**The task**
Pull out every line of the listing that contains the string "instance", treating uppercase and lowercase as different.

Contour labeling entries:
----

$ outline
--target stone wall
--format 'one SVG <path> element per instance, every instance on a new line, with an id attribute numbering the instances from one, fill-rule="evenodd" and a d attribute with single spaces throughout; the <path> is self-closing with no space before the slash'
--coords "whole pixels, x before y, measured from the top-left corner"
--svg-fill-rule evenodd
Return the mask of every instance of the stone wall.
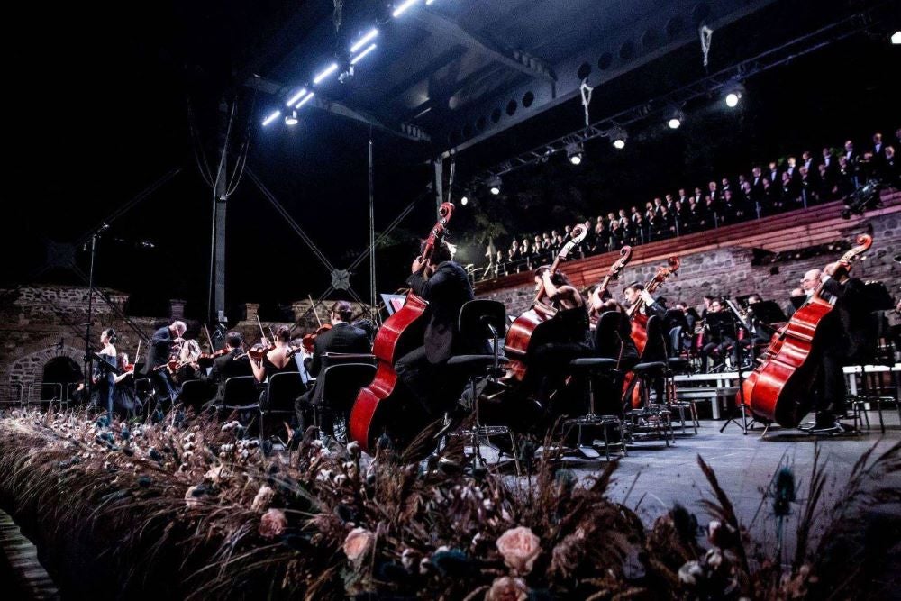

----

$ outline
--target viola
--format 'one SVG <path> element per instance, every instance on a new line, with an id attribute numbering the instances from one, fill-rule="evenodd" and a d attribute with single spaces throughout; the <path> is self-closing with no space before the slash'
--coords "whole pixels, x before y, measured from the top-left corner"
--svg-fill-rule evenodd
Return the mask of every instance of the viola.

----

**Written solution**
--format 'one SVG <path> element per instance, every instance on a new line, with an id attribute numbering the instances from one, fill-rule="evenodd" and a d attribute with single spaces throughout; the <path> is self-closing with no space before the slash'
Return the mask of every instance of the stone wall.
--format 'one SVG <path> element per instance, every instance on a new line, with an id attribute numbering the instances from one, fill-rule="evenodd" and a d attribute with single spaces throughout; the <path> is self-closing with no space before the slash'
Return the mask of every instance of the viola.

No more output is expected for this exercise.